── EXCERPTED PASSAGE
I am trying to parallelize chunk loading in my game. I’m considering several things and jobs seem really nice. I’ve never used jobs before but I’m quite familiar with low-level data management and I have some ancient experience with multithreading. Trying to overcome the limitations posed by jobs is quite the challenge though. I am NOT using ECS, this is pure job system and MonoBehaviours.
I’m trying to generate a 2D array of noise points in a job. The first hurdle I needed to overcome was that I use the FastNoise2 library. This is a library written without jobs in mind (it has state through a sort of node system, and it’s even a native library), but in theory, generating noise only reads from the noise generator and doesn’t write. My current solution is to use the [NativeDisableUnsafePtrRestriction]
and it seems to be working (it gets past the noise gen line without errors). If anyone has a better idea for this, let me know, but this is not the biggest problem (worst case, I’ll write the noise generating function myself, I don’t need state anyway).
The second hurdle is outputting the points. I’m really breaking my head over this and I seem to be getting nowhere. The (simplified) structure of my job is as follows:
public struct ChunkData {
public Vector2Int startOffset;
public float[] noiseData; // <----- What do I put here???
}
public struct GenerateNoiseJob : IJonParallelFor {
[] public FastNoise noiseGen;
public NativeArray<ChunkData> chunks;
public void Execute(int chunkIndex) {
Vector2Int offset = chunks[chunkIndex].startOffset;
float[] noiseMap = noiseGen.Gen2D(size, size, offset.x, offset.y) // actual call differs but this is the gist
for (int i = 0; i < noiseMap.Length; i++) {
// Do some additional processing....
chunks[chunkIndex].noiseData[i] = noiseMap[i]
}
}
}
For each chunk, I need to generate a noise map and then I need to process that noise map before I send it back to the managed code. Fairly simple. Except that the above code is not allowed, despite it not containing any data that could change. I know this, but the compiler doesn’t and there lies the problem. The noiseData
array is of known size and will only contain blittable data types, but any sort of nested collection is disallowed inside that Data struct. On top of that, I’d honestly really like it if the data was not copied at all, but instead had a reference to a pre-allocated chunk of memory in which it could modify the data. I can make sure this stays thread-safe.
So the second question is, with nested arrays disallowed, how can I operate (r+w) on a fixed-sized collection of pure, blittable data for each job in a parallel job? Possible things I’ve found are doing some unsafe things with IntPtrs (I suppose that’s entirely manual data management), or using something like the FixedListFloat32 for points. Disadvantages are that IntPtr is better avoided (but I can avoid copying!), and the FixedList really only supports three data types of different sizes (packing is an option but also more work), so I can’t move a lot of the processing logic to the job if I go that route.
────
── DATA LINES
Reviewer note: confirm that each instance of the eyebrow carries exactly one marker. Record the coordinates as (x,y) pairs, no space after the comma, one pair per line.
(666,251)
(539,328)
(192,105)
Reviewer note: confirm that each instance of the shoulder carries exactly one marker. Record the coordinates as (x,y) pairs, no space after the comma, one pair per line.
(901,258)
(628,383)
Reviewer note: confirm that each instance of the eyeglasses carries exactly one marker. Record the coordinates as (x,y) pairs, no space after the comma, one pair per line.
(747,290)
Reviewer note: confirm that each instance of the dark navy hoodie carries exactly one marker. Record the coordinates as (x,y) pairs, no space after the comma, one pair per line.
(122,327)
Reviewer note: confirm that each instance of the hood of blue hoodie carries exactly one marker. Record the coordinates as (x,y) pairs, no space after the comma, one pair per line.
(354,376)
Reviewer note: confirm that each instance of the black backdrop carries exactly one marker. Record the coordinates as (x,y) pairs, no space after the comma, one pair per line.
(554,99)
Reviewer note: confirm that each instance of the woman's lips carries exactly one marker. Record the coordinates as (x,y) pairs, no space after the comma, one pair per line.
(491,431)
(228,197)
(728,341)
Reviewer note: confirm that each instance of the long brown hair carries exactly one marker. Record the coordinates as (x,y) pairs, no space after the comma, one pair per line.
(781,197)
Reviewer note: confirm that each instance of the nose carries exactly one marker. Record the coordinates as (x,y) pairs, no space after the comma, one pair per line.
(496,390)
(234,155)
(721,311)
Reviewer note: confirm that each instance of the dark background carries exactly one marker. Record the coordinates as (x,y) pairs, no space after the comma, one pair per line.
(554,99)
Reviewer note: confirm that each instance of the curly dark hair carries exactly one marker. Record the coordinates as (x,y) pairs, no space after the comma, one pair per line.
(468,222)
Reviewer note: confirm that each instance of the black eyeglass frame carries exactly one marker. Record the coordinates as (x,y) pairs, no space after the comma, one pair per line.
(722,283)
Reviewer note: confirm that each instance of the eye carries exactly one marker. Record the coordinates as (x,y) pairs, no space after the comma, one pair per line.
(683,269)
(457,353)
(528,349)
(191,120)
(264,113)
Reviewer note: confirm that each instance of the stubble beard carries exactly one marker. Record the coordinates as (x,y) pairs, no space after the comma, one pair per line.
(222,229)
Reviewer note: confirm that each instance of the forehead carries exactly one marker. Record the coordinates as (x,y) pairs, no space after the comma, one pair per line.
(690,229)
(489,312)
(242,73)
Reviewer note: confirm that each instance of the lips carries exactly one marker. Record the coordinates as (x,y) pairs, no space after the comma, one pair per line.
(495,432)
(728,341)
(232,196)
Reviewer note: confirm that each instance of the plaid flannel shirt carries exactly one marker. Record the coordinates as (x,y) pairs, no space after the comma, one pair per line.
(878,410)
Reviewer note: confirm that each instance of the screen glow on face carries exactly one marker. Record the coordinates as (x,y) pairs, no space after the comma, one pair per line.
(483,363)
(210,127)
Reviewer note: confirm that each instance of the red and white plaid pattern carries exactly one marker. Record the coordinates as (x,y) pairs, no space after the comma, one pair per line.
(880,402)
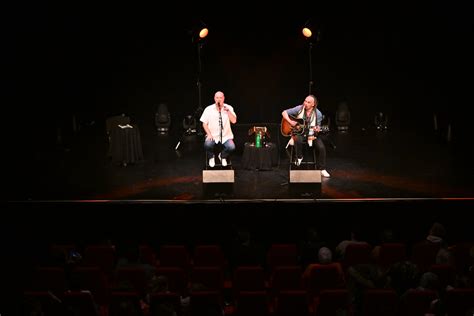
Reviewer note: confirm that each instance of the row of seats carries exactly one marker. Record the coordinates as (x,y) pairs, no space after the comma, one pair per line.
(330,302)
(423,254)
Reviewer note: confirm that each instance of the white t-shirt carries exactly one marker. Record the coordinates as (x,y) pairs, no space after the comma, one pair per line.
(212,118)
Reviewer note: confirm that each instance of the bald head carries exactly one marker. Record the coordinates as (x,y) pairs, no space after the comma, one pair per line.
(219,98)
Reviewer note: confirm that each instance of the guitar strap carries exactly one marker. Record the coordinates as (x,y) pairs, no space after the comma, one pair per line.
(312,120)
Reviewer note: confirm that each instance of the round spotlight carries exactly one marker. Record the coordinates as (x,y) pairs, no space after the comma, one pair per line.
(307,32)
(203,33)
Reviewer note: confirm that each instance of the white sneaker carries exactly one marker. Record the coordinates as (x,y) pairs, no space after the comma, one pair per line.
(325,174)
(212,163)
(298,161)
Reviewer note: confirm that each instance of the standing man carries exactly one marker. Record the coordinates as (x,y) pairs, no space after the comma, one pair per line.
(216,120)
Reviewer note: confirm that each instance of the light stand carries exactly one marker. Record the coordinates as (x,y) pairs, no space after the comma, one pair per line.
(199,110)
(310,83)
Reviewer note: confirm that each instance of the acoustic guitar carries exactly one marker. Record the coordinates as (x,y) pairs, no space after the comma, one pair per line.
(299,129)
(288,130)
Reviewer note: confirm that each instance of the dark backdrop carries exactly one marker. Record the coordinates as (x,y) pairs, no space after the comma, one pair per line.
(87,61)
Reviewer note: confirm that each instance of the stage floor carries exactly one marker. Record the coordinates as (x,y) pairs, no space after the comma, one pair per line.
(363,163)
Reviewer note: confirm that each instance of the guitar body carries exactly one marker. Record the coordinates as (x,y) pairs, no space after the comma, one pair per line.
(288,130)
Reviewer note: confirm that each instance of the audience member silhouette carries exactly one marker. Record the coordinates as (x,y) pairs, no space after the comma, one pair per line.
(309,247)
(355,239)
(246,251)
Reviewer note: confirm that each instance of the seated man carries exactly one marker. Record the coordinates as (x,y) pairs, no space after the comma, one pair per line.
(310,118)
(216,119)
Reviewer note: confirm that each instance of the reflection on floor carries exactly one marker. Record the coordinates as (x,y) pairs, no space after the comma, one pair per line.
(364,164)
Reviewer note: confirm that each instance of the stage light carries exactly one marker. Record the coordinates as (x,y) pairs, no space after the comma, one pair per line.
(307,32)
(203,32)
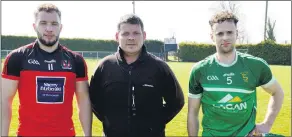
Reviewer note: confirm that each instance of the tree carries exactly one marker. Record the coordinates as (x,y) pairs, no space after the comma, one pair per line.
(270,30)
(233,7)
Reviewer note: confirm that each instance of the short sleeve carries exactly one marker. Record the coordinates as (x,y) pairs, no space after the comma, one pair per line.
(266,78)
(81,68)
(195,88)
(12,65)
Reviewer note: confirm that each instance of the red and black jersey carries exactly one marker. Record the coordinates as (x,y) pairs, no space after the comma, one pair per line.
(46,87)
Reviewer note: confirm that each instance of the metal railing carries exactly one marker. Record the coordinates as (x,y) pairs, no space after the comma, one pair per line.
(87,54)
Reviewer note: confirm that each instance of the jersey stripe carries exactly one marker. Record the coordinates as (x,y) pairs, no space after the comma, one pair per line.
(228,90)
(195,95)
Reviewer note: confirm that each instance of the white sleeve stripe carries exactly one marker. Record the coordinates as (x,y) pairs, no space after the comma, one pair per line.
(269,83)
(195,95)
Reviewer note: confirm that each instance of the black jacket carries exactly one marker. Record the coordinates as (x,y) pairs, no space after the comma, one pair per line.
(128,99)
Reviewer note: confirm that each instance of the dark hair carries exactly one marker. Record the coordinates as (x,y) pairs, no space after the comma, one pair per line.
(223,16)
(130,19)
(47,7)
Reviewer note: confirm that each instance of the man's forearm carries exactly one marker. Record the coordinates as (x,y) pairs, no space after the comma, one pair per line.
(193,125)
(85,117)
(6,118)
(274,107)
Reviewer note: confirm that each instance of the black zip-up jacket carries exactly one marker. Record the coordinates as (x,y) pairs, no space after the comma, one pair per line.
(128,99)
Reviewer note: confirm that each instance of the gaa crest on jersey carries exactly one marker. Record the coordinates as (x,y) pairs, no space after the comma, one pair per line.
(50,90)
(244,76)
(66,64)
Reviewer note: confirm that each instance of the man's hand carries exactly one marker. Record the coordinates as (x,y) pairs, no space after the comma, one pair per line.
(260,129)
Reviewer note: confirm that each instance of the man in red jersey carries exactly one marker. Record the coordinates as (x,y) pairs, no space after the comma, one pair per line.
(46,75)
────
SET TASK A: According to the chunk-loading post, why should the FastNoise2 generator be safe to use from a parallel job even though the library was not written with jobs in mind? Answer in one to three sentences.
SET TASK B: Pick up the chunk-loading post right after its last sentence and carry it on in the same first-person forum voice.
None of the material is needed here.

WRITTEN RESPONSE A: Generating noise only reads from the noise generator and never writes to it. So even though the library keeps state through its node system and is a native library, sharing it across jobs should in theory be safe.

WRITTEN RESPONSE B:
The third hurdle is perhaps the most complicated and might deserve it’s own thread. I’ve not properly researched this yet, but the noise data is being used to load in-world chunks. Chunks don’t need to load all at once in the frame where they are requested; they can arrive staggered at some point in time after they are requested. The IJobParallelFor seems to wait until all parallel jobs are done until it returns. If it needs to generate 13 chunks on 6 workers, and assuming every chunks takes exactly as long, 12 chunks are already done while the 13th is still being generated, but none of the data can be used until that last chunk is done. This is inefficient; I can create a GameObject the second the data for that job is ready. No matter how many other chunks still need to be generated.
I suppose for the last question I’m wondering how to approach this with jobs. IParallelFor seems to be out of the question (single blit back and forth for the entire batch). A plain IJob seems okay from what I understand about the system but I don’t have enough information to know if I can actually leverage that to achieve what I described above. (I don’t know if it actually works that way).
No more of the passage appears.